Exercise directions: Each record beneath this sentence is to be transcribed exactly as it reads.
[Records for the exercise — start]
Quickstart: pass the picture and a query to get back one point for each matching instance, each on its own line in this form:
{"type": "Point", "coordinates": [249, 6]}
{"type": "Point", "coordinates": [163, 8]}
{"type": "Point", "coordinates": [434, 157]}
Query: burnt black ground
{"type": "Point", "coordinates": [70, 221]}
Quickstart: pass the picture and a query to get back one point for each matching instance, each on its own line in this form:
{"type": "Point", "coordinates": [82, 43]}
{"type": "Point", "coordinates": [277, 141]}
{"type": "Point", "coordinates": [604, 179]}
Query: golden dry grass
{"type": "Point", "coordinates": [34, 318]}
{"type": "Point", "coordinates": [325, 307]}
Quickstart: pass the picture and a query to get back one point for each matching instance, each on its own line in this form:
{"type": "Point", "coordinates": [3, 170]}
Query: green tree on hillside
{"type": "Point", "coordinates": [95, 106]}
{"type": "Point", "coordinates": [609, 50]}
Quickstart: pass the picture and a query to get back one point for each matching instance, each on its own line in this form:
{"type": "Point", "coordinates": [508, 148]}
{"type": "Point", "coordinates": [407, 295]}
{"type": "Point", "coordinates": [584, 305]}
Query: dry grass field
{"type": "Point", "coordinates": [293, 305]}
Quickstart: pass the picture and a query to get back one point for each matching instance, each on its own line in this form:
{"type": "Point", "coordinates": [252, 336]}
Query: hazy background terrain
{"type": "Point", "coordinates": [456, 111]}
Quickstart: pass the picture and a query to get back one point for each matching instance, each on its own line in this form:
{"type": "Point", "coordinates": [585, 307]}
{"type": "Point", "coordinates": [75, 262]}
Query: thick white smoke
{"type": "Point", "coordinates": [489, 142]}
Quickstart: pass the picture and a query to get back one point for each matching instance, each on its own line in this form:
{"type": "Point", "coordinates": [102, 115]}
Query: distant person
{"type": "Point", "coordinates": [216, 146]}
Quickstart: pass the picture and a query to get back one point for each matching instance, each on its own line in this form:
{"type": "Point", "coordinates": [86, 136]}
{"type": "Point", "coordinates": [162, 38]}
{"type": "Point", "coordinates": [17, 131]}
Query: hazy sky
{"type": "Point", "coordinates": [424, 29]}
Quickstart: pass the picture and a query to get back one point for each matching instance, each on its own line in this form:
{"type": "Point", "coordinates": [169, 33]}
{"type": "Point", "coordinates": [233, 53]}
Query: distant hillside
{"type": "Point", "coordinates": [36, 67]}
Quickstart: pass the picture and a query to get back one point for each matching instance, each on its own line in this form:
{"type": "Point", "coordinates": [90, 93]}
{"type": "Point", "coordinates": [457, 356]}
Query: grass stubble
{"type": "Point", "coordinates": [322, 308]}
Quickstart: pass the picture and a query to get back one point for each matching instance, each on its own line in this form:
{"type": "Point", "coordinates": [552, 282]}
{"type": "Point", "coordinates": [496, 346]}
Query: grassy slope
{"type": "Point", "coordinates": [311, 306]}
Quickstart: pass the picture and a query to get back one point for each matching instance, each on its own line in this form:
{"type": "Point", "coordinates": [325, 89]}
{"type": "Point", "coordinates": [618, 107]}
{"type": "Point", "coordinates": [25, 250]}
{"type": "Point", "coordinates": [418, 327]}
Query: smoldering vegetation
[Records for the exercise — finish]
Result of this task:
Quickstart: pass the picture and a query to get back one point for each matching instance, each on its own line in this form:
{"type": "Point", "coordinates": [249, 6]}
{"type": "Point", "coordinates": [163, 8]}
{"type": "Point", "coordinates": [434, 157]}
Query: burnt black ground
{"type": "Point", "coordinates": [70, 221]}
Quickstart: pass the picture and a query to get back one point for each matching instance, each on its own line in this form:
{"type": "Point", "coordinates": [82, 43]}
{"type": "Point", "coordinates": [277, 141]}
{"type": "Point", "coordinates": [604, 179]}
Query: golden dry grass
{"type": "Point", "coordinates": [34, 318]}
{"type": "Point", "coordinates": [325, 307]}
Quickstart: pass the picture and a query to get back one point for each matching instance, each on its own line in this form:
{"type": "Point", "coordinates": [3, 170]}
Query: green tree on hillside
{"type": "Point", "coordinates": [95, 106]}
{"type": "Point", "coordinates": [609, 50]}
Quickstart: pass the picture and a query to get back one point for each matching instance, each on its own line in this form:
{"type": "Point", "coordinates": [508, 148]}
{"type": "Point", "coordinates": [407, 295]}
{"type": "Point", "coordinates": [584, 305]}
Query: dry grass field
{"type": "Point", "coordinates": [293, 305]}
Quickstart: pass the picture and a query to get back one point for each matching instance, each on its own line in this form:
{"type": "Point", "coordinates": [252, 336]}
Query: hazy background terrain
{"type": "Point", "coordinates": [456, 111]}
Quickstart: pass the picture and a query to get back one point for each matching instance, each on its own line in this form:
{"type": "Point", "coordinates": [585, 307]}
{"type": "Point", "coordinates": [75, 262]}
Query: thick white smoke
{"type": "Point", "coordinates": [489, 142]}
Quickstart: pass the picture and a query to get back one point for each matching instance, each on its own line in this form:
{"type": "Point", "coordinates": [102, 115]}
Query: distant person
{"type": "Point", "coordinates": [216, 146]}
Quickstart: pass the picture and a query to get back one point for each matching instance, each on its own line in this form:
{"type": "Point", "coordinates": [86, 136]}
{"type": "Point", "coordinates": [162, 38]}
{"type": "Point", "coordinates": [17, 131]}
Query: hazy sky
{"type": "Point", "coordinates": [424, 29]}
Quickstart: pass the picture and a query to get back one point for each matching instance, each on its own line in this form:
{"type": "Point", "coordinates": [169, 33]}
{"type": "Point", "coordinates": [233, 53]}
Query: distant hillside
{"type": "Point", "coordinates": [36, 67]}
Quickstart: pass the picture and a query to get back one point for each matching instance, each on its own line in this form:
{"type": "Point", "coordinates": [90, 93]}
{"type": "Point", "coordinates": [457, 356]}
Query: grass stubble
{"type": "Point", "coordinates": [322, 308]}
Quickstart: pass the picture and a query to get back one point for each matching instance, each on its own line in this form:
{"type": "Point", "coordinates": [552, 282]}
{"type": "Point", "coordinates": [496, 346]}
Query: grassy slope
{"type": "Point", "coordinates": [311, 306]}
Quickstart: pass the picture and a query to get back one point for each matching instance, each on its own line in this form:
{"type": "Point", "coordinates": [325, 89]}
{"type": "Point", "coordinates": [618, 107]}
{"type": "Point", "coordinates": [25, 250]}
{"type": "Point", "coordinates": [418, 327]}
Query: smoldering vegetation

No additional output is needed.